#### Required action 1:
Translate this sentence from the Lords debate passage into French: "Looking at these things in an overarching policy balance is extremely important."
#### Required action 2:
Please reproduce everything in the Lords debate passage from "referred to in" down to "to take responsibility.", word for word.

***** Selected passage

The noble Lord, Lord Shipley, in a magisterial presentation, referred to the question of arbitral precedent, and I agree with him. The circumstances here are rather specific: it is not very normal to be looking into a tenant’s viability. I am aware that there is some experience of dealing with things like turnover rents but again, that is a rather different algorithm.

Any perceived imbalance may reinforce trends. I take the point the Minister made about returning, hopefully, to normal business, but I am not sure that there is such a thing. Landlord and tenant businesses can in future expect much greater scrutiny of management culture, lettings policy, trading viability and financial status now that their risk profiles and proclivities will be more apparent. Consequential investor, lessor and lessee nervousness may well be the result, especially if, as noted by British Property Federation, this sets a precedent for future “step-in” powers. As the BPF also observes, this is not just some limited category of landlord and tenant who may suffer varying degrees of loss, both financial and of confidence, as a result of emergency measures; it is pension funds, local authorities —referred to by the noble Lord, Lord Shipley —individual investors and entrepreneurs, charities, the vitality of high streets, consumer choice and convenience: in other words, all of us.

The noble Lord, Lord Shipley, referred to the bigger picture, and I relate to what he said. Looking at these things in an overarching policy balance is extremely important.

To a slightly more specific point, one question raised with me is whether rent arrears agreements already reached voluntarily, whether under threat of these sanctions or not, could be reopened and made subject to the Bill’s arbitration provisions. My working assumption is not, but the applicable degree of finality in that respect needs to be spelled out unless 7,500 is going to become some rather larger figure.

Like the noble Lord, Lord Shipley, I am not reassured about arbitral capacity in the property sector. It is not just a matter of signing up new arbitrators or rolling out existing ones but of how many have adequate experience in the commercial landlord and tenant sector. I am not sure that experience of

“business finances and commercial negotiations”

referred to in the code represents the complete skill set needed, so I would appreciate further and better information on this because the objectives of the Bill depend on the window of opportunity of six months and delivery in fairly short order.

The Royal Institution of Chartered Surveyors—RICS—believes this Bill inadvertently may make arbitrator appointing bodies responsible for the oversight of arbitrators, their conduct and their fitness. If correct, I sense that that might run counter to the provisions in the Arbitration Act 1996 relating to arbitrator autonomy and powers. More particularly, it could also create liabilities for the appointing body, increase costs and slow the process, always assuming the bodies are willing or legally able to take responsibility.

**********
***** Data excerpts

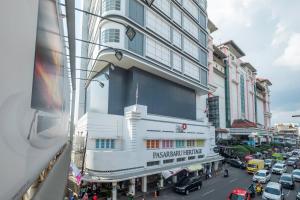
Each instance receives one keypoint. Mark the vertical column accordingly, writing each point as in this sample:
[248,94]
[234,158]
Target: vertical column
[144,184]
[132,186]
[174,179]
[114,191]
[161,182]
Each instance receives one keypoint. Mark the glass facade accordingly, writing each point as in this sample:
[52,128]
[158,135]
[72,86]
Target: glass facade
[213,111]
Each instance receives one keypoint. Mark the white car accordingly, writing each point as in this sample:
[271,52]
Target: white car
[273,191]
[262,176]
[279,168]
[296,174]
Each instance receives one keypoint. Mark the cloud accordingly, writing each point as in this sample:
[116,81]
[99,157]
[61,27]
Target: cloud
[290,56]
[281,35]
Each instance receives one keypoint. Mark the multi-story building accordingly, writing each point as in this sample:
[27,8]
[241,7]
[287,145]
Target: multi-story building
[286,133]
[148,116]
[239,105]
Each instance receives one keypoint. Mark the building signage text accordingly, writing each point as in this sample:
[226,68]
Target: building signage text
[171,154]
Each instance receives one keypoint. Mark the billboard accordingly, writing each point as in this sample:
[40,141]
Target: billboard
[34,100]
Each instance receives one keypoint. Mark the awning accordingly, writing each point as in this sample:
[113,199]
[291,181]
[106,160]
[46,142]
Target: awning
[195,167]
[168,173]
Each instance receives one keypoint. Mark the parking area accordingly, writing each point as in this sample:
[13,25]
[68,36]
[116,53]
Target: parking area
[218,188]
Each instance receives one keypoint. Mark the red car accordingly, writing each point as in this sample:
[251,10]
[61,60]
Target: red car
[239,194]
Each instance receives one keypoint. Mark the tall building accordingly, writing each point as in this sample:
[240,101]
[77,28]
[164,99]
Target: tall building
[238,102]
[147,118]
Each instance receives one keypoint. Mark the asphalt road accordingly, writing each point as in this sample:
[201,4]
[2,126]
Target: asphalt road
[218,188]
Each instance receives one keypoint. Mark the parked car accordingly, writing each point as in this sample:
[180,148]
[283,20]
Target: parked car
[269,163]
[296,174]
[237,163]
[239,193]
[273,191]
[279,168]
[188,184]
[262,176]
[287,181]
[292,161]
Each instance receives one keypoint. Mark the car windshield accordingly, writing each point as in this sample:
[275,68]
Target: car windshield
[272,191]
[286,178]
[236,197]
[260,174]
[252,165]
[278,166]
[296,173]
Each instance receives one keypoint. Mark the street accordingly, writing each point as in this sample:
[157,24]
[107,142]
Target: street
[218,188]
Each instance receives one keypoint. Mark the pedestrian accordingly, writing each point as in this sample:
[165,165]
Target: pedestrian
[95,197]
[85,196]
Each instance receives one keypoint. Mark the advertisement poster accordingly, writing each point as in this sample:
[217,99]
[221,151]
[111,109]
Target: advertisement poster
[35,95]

**********
***** Data excerpts

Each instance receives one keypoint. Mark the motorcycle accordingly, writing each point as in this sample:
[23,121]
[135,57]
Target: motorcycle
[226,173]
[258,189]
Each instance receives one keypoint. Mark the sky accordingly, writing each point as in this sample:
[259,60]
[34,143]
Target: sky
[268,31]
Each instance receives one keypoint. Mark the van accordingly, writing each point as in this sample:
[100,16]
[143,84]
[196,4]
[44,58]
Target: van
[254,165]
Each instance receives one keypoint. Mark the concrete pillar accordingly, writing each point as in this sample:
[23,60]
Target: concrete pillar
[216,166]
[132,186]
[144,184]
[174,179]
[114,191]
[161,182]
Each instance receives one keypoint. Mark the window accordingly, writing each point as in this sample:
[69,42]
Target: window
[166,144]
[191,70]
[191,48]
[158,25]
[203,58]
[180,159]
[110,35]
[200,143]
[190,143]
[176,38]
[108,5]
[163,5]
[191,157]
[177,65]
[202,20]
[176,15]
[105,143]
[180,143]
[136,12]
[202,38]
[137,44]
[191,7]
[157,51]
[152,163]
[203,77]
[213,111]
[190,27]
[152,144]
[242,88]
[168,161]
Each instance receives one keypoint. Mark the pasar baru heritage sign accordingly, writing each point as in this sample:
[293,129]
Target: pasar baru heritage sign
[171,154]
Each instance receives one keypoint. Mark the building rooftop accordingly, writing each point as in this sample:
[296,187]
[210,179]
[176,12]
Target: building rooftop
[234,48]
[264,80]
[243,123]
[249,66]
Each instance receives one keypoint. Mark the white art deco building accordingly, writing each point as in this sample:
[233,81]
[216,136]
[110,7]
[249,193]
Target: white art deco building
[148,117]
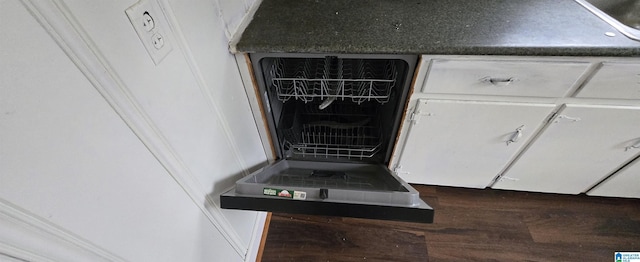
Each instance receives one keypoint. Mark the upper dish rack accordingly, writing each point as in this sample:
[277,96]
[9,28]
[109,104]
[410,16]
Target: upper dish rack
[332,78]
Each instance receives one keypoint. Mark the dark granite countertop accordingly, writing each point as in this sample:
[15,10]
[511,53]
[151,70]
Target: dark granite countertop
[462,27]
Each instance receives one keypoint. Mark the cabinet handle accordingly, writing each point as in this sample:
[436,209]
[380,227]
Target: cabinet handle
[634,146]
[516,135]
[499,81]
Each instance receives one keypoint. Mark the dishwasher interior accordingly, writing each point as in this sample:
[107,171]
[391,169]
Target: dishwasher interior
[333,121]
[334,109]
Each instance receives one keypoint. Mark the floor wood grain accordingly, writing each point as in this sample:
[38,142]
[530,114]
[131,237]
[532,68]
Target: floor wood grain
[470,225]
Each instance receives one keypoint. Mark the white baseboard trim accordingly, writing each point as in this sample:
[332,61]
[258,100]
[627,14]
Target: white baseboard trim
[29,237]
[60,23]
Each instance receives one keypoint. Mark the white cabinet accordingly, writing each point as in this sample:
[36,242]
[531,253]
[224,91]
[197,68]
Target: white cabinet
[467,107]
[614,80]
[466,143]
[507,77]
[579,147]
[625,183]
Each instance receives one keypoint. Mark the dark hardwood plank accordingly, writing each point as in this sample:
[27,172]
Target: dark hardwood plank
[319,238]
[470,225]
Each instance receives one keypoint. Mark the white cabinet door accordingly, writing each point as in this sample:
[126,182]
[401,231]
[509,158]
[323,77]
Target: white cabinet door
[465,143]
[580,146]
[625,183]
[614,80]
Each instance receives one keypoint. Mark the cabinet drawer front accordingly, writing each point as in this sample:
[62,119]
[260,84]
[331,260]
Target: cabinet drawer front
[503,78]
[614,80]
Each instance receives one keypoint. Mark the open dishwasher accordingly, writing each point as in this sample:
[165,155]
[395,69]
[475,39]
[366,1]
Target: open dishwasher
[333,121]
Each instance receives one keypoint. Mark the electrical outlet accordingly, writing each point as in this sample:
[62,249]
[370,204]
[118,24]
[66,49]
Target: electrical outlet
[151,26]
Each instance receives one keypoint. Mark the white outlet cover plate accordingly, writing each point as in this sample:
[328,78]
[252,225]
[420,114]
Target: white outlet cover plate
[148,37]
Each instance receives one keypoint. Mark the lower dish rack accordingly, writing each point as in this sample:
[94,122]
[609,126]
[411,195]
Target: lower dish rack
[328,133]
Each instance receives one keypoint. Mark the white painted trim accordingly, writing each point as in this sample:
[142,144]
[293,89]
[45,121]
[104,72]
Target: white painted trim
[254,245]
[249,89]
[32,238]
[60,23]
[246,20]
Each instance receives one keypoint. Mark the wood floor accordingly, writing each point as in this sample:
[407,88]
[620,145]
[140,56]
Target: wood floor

**********

#### Task answer 1:
Il est extrêmement important d'examiner ces questions dans le cadre d'un équilibre politique global.

#### Task answer 2:
referred to in the code represents the complete skill set needed, so I would appreciate further and better information on this because the objectives of the Bill depend on the window of opportunity of six months and delivery in fairly short order.

The Royal Institution of Chartered Surveyors—RICS—believes this Bill inadvertently may make arbitrator appointing bodies responsible for the oversight of arbitrators, their conduct and their fitness. If correct, I sense that that might run counter to the provisions in the Arbitration Act 1996 relating to arbitrator autonomy and powers. More particularly, it could also create liabilities for the appointing body, increase costs and slow the process, always assuming the bodies are willing or legally able to take responsibility.